- [Stated task]
Go through the records below and copy out every line that contains the string "water". Treat the match as case-sensitive.

- [Record excerpts]
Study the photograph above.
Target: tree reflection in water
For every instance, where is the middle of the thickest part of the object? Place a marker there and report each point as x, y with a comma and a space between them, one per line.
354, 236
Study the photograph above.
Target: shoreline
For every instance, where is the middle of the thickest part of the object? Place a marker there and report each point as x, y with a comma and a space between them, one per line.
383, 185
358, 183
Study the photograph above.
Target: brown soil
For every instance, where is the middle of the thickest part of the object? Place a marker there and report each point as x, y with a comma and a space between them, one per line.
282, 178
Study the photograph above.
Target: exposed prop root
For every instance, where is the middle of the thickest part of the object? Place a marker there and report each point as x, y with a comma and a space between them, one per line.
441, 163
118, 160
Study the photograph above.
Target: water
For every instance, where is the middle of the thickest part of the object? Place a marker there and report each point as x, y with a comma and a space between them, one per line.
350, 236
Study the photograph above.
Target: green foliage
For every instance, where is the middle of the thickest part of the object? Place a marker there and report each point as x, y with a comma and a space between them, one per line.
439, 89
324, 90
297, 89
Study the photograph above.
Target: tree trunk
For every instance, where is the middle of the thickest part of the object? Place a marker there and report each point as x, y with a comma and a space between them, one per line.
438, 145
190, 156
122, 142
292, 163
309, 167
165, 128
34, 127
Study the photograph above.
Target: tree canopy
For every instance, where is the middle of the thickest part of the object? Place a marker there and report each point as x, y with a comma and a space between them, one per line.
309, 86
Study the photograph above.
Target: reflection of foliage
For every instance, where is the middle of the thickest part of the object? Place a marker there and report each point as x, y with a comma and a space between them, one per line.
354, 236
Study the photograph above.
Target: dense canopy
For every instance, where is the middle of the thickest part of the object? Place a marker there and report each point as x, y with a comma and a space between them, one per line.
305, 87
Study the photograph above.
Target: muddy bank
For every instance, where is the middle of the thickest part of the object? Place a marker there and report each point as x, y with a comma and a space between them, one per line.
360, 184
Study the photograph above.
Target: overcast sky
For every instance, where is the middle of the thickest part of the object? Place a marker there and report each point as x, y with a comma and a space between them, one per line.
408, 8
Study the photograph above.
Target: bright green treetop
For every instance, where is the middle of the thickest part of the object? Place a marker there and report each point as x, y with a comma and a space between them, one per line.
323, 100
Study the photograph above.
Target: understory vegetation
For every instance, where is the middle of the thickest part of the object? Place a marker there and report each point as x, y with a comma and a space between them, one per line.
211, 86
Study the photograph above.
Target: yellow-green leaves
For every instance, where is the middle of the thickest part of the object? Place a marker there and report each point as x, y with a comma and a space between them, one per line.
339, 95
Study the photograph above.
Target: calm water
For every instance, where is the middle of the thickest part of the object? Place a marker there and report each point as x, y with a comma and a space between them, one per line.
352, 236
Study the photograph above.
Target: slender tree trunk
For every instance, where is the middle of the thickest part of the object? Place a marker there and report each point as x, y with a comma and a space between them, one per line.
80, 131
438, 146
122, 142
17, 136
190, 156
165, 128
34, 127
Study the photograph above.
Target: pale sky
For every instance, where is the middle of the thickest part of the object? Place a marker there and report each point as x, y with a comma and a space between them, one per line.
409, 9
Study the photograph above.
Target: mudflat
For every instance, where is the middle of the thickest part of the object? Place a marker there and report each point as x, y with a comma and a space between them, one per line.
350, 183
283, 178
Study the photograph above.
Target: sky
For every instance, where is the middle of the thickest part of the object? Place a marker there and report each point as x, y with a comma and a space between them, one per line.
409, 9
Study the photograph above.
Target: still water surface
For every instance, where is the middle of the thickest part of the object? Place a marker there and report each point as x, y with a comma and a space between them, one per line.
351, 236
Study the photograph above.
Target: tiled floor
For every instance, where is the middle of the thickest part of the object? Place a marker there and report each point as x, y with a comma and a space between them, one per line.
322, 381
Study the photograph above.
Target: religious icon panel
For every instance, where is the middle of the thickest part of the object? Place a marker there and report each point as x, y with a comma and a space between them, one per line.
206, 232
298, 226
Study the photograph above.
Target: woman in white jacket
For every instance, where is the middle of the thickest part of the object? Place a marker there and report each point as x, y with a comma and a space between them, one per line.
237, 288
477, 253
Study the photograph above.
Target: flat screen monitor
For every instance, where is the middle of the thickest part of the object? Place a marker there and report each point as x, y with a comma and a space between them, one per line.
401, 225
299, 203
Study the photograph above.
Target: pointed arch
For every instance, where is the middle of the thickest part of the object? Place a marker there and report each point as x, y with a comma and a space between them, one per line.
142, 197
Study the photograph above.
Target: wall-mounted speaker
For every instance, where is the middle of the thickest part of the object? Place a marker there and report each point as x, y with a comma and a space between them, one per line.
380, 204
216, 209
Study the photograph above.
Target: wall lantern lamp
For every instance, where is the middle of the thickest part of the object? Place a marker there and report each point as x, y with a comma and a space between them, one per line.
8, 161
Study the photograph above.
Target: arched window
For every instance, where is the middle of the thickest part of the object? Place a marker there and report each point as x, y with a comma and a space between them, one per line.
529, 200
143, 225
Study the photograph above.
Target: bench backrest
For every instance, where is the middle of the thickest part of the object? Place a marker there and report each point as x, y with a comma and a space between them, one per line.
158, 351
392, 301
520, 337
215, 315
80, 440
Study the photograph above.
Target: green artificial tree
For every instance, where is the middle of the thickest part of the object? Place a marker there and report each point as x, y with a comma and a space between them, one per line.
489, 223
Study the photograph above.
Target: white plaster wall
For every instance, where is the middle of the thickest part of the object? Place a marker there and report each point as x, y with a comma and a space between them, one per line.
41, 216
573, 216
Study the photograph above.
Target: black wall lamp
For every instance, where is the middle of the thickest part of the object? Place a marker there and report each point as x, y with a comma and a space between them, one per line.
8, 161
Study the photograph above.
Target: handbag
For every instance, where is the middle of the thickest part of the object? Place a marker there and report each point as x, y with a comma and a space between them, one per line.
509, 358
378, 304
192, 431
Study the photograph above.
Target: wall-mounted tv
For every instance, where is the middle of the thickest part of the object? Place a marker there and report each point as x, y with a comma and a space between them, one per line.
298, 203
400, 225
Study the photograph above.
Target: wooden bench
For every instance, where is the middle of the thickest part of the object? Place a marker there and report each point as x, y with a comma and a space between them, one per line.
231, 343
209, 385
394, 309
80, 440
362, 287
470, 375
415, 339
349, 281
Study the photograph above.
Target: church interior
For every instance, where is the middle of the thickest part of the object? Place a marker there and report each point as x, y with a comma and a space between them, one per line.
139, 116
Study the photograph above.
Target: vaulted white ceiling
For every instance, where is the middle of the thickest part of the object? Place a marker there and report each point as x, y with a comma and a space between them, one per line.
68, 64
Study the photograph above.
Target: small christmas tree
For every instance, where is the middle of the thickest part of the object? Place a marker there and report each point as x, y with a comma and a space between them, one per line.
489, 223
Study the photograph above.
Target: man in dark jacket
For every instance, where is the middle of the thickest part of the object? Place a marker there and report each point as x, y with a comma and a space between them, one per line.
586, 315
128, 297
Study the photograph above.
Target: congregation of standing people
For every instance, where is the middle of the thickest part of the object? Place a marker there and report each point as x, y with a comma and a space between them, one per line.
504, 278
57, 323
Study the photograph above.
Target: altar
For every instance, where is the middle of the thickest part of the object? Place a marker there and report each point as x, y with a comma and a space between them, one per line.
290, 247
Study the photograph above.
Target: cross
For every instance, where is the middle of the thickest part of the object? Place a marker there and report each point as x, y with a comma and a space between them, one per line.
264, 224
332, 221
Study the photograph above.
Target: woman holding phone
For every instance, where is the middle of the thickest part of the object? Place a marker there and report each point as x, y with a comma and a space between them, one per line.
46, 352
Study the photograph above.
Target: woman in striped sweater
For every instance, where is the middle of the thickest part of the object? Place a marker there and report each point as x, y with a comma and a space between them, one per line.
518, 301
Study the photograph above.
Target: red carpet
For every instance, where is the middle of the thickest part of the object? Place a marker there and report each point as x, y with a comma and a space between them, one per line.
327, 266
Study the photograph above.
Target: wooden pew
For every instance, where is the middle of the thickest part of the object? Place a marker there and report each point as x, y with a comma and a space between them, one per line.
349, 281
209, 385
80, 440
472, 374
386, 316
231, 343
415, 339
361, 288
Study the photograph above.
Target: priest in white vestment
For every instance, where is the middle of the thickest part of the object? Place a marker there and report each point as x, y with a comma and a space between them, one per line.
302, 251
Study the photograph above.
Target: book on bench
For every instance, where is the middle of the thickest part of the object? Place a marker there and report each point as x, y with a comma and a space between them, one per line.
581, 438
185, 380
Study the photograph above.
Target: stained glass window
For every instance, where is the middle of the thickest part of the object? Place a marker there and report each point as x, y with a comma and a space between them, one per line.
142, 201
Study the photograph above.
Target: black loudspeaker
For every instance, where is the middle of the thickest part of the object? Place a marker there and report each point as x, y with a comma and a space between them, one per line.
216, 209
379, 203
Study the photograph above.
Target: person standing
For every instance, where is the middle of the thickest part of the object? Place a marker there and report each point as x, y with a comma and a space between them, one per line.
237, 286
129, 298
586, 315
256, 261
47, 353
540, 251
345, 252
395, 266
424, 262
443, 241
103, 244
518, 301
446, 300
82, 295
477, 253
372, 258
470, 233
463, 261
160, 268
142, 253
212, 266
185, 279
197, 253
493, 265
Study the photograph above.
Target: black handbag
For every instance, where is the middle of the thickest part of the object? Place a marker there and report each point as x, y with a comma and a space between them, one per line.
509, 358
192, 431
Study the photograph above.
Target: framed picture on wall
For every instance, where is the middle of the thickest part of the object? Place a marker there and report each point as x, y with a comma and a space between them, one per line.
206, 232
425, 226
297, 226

- [Output of the task]
Target: tree reflection in water
Target: water
Target: calm water
Target: still water surface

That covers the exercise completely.